▶ WHAT IS NEEDED
With the images removed, repeat the data below exactly.

▶ INPUT FOR THIS TASK

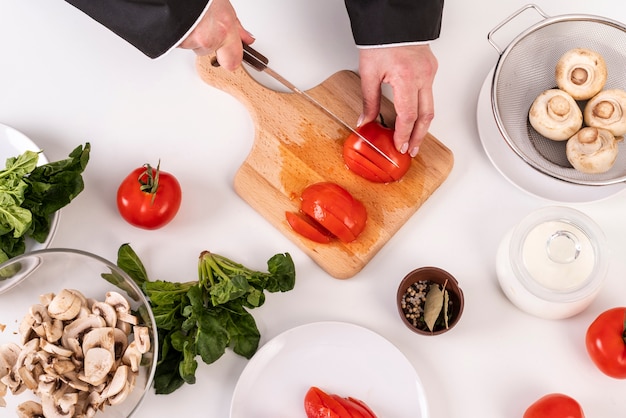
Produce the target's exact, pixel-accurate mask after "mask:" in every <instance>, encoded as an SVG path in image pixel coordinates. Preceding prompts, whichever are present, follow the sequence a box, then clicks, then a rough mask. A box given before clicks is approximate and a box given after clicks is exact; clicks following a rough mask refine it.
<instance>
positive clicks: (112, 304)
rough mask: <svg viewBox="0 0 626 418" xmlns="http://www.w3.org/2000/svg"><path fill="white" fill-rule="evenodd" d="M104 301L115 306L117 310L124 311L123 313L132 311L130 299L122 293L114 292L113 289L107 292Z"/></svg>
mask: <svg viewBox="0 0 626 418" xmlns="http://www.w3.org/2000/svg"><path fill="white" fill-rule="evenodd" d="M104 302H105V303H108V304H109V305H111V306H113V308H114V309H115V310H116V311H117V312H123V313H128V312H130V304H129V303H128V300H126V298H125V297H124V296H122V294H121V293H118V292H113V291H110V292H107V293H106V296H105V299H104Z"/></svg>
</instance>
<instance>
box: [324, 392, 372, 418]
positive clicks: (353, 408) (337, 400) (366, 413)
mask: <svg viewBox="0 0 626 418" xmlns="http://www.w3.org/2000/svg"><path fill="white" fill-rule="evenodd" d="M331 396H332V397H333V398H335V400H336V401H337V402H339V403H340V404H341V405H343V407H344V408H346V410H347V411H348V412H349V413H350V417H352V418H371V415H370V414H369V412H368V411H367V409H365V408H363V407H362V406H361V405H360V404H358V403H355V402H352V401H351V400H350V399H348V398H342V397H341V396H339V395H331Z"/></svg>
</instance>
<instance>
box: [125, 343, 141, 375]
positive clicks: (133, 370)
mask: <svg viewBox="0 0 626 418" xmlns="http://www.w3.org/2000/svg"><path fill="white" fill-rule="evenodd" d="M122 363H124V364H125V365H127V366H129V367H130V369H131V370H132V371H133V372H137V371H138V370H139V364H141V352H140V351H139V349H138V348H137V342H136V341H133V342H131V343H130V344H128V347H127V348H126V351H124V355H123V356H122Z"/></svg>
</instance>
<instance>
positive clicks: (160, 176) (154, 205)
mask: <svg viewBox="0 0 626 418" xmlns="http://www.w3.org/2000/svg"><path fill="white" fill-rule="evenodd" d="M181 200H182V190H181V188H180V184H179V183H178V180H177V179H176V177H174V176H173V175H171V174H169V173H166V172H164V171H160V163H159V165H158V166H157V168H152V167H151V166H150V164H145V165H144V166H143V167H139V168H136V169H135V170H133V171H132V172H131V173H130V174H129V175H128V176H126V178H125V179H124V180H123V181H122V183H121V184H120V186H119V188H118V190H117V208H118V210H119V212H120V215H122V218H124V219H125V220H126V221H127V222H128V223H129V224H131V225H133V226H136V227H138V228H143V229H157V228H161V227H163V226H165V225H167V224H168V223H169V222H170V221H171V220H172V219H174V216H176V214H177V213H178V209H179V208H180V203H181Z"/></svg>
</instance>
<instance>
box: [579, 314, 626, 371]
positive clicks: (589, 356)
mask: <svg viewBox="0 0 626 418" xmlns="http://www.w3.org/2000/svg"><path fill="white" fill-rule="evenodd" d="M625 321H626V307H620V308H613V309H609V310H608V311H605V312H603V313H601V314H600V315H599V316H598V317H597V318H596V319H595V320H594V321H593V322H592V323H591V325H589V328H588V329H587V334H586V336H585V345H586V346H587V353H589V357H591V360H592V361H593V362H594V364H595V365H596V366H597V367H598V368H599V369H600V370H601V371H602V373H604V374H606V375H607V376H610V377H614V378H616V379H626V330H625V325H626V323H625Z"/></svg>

▶ YOUR SOLUTION
Produce the target's exact, pixel-accurate mask after "mask:" in every <instance>, encoded as an SVG path in image pixel coordinates. Preceding prompts, whichever are present, follow the sequence a box, then clicks, then a rough mask. A box given before clicks is approximate and a box given after clicks is exact; clicks following a rough mask refine it.
<instance>
positive clicks: (112, 304)
rough mask: <svg viewBox="0 0 626 418" xmlns="http://www.w3.org/2000/svg"><path fill="white" fill-rule="evenodd" d="M104 301L115 306L117 310L124 311L123 313L132 311L130 299L122 293L114 292L113 289L107 292Z"/></svg>
mask: <svg viewBox="0 0 626 418" xmlns="http://www.w3.org/2000/svg"><path fill="white" fill-rule="evenodd" d="M104 302H105V303H108V304H109V305H111V306H113V308H114V309H115V310H116V311H117V312H123V313H128V312H130V304H129V303H128V300H126V298H125V297H124V296H122V294H121V293H118V292H113V291H110V292H107V293H106V296H105V299H104Z"/></svg>
</instance>
<instance>
box: [324, 392, 372, 418]
positive clicks: (353, 408) (337, 400) (366, 413)
mask: <svg viewBox="0 0 626 418" xmlns="http://www.w3.org/2000/svg"><path fill="white" fill-rule="evenodd" d="M331 396H332V397H333V398H335V400H336V401H337V402H339V403H340V404H341V405H343V407H344V408H346V410H347V411H348V412H349V413H350V417H352V418H371V415H370V414H369V412H368V411H367V409H365V408H363V407H362V406H361V405H360V404H358V403H355V402H352V401H351V400H350V399H348V398H342V397H341V396H339V395H331Z"/></svg>
</instance>
<instance>
box: [125, 343, 141, 375]
positive clicks: (133, 370)
mask: <svg viewBox="0 0 626 418" xmlns="http://www.w3.org/2000/svg"><path fill="white" fill-rule="evenodd" d="M122 363H124V364H125V365H127V366H129V367H130V369H131V370H132V371H133V372H137V371H138V370H139V364H141V352H140V351H139V349H138V348H137V342H136V341H133V342H131V343H130V344H128V347H127V348H126V351H124V355H123V356H122Z"/></svg>
</instance>
<instance>
positive clicks: (160, 176) (154, 205)
mask: <svg viewBox="0 0 626 418" xmlns="http://www.w3.org/2000/svg"><path fill="white" fill-rule="evenodd" d="M181 200H182V190H181V188H180V184H179V183H178V180H177V179H176V177H174V176H173V175H171V174H169V173H166V172H164V171H160V163H159V165H158V166H157V168H152V167H151V166H150V164H145V165H144V166H143V167H139V168H136V169H135V170H133V171H132V172H131V173H130V174H129V175H128V176H126V178H125V179H124V180H123V181H122V183H121V184H120V186H119V188H118V190H117V208H118V210H119V212H120V215H122V218H124V219H125V220H126V221H127V222H128V223H129V224H131V225H133V226H136V227H138V228H143V229H157V228H161V227H163V226H165V225H167V224H168V223H169V222H170V221H171V220H172V219H174V216H176V214H177V213H178V209H179V208H180V203H181Z"/></svg>
</instance>
<instance>
box: [579, 314, 626, 371]
positive clicks: (589, 356)
mask: <svg viewBox="0 0 626 418" xmlns="http://www.w3.org/2000/svg"><path fill="white" fill-rule="evenodd" d="M625 321H626V307H620V308H613V309H609V310H608V311H605V312H603V313H601V314H600V315H599V316H598V317H597V318H596V319H595V320H594V321H593V322H592V323H591V325H589V328H588V329H587V334H586V336H585V345H586V346H587V353H589V357H591V360H592V361H593V362H594V364H595V365H596V366H597V367H598V368H599V369H600V370H601V371H602V373H604V374H606V375H607V376H610V377H614V378H616V379H626V330H625V325H626V323H625Z"/></svg>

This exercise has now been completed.